**Aim**
Which rows below contain the string "branch"? Find each one and copy it in full.

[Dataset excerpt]
+--
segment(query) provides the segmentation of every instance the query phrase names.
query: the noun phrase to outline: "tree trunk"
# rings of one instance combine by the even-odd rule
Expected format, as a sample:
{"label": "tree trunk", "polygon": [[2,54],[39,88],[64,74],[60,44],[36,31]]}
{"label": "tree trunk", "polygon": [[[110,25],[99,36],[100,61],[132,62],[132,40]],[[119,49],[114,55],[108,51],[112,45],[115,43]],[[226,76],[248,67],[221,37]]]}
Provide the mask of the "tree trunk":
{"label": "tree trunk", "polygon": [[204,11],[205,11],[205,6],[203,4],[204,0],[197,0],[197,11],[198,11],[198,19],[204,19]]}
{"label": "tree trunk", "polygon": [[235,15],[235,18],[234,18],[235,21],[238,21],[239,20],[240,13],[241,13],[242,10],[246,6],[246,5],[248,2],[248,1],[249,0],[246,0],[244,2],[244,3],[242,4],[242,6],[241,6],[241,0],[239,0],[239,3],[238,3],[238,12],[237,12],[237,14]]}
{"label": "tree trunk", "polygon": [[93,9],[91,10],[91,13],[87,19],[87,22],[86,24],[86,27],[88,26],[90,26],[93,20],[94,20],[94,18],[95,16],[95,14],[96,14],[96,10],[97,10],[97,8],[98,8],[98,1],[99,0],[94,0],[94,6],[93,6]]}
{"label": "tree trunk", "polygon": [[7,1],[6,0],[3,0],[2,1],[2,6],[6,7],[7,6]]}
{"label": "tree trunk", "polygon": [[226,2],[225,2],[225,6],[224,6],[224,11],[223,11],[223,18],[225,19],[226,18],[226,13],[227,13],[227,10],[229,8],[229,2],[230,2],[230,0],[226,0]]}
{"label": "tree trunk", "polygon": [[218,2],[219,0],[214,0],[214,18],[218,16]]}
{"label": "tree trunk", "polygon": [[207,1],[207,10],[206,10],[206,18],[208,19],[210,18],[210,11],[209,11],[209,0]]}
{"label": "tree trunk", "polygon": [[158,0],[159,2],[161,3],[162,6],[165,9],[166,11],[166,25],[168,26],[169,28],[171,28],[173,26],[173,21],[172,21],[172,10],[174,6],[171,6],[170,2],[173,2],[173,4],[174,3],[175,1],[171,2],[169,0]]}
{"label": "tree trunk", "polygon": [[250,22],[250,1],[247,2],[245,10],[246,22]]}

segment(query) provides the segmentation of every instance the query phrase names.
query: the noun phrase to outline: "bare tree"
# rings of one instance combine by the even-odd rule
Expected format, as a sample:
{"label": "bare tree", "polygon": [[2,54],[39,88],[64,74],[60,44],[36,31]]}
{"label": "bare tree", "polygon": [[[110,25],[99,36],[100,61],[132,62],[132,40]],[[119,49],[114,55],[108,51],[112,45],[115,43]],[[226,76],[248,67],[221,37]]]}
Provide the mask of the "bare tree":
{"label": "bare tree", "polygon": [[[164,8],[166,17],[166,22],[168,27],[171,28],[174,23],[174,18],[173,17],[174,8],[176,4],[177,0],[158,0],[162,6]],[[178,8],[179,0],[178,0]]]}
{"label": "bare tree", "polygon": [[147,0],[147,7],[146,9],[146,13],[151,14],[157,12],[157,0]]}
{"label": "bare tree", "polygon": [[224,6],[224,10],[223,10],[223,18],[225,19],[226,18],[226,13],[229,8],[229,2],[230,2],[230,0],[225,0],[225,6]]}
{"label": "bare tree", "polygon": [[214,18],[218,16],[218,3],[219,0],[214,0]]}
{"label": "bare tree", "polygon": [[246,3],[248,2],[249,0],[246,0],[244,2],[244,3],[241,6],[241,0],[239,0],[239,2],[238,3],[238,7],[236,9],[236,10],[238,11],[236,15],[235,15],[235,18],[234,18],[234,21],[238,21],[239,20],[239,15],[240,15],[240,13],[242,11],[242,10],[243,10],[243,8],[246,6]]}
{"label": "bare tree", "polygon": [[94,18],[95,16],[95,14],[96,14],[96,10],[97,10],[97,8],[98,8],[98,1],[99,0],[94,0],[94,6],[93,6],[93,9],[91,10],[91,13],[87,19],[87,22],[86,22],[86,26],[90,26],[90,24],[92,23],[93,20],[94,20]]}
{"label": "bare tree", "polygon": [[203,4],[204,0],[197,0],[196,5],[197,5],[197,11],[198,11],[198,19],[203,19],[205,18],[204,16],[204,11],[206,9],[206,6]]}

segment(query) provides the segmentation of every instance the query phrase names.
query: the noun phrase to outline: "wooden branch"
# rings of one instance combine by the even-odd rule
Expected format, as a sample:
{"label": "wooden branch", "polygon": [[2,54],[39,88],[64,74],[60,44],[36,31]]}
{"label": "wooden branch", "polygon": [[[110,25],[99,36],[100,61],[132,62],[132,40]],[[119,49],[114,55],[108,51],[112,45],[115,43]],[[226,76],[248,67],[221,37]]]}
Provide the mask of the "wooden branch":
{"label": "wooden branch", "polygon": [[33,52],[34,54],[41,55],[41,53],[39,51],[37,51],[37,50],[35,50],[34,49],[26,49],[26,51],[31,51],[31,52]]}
+--
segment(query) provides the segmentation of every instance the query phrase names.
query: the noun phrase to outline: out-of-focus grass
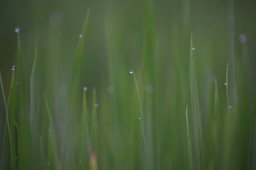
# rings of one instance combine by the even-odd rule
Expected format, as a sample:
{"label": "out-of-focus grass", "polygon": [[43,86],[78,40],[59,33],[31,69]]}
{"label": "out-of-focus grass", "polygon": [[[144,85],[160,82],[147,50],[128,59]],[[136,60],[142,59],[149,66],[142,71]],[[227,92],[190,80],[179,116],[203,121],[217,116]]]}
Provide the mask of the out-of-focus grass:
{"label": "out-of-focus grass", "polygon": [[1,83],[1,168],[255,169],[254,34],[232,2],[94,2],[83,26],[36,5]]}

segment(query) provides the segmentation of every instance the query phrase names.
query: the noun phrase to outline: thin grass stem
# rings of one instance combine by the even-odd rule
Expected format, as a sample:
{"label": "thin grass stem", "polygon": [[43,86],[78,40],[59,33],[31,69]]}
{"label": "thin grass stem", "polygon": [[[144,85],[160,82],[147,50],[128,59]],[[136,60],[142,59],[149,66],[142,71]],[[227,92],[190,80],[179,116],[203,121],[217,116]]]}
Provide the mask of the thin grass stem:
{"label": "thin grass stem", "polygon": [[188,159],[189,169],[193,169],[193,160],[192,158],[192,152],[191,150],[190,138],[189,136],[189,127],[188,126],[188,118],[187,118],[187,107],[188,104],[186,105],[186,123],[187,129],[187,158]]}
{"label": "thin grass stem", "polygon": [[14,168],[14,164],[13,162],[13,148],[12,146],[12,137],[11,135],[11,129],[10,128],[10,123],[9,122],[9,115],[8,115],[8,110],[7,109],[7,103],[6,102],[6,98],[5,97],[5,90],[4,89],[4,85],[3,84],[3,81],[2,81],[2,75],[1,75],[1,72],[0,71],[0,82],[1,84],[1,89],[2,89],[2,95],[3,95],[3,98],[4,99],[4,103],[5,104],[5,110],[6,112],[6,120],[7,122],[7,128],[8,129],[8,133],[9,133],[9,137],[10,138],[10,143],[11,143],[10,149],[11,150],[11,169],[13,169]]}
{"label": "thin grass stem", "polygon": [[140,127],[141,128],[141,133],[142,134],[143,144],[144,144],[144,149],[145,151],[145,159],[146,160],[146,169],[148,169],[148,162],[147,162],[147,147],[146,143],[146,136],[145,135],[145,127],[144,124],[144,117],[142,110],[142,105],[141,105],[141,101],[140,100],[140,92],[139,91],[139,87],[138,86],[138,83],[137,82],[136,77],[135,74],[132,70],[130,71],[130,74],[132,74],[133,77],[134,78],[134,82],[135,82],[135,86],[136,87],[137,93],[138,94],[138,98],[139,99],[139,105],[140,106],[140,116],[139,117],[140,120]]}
+--
**Solution for this exercise**
query: the noun phrase to outline: "wooden branch"
{"label": "wooden branch", "polygon": [[2,54],[39,88],[64,74],[60,44],[36,31]]}
{"label": "wooden branch", "polygon": [[[110,25],[99,36],[100,61],[132,62],[132,40]],[[119,49],[114,55],[108,51],[112,45],[115,43]],[[226,76],[248,67],[221,37]]]}
Provide the mask of the "wooden branch":
{"label": "wooden branch", "polygon": [[33,52],[34,54],[41,55],[41,53],[39,51],[37,51],[37,50],[35,50],[34,49],[26,49],[26,51],[31,51],[31,52]]}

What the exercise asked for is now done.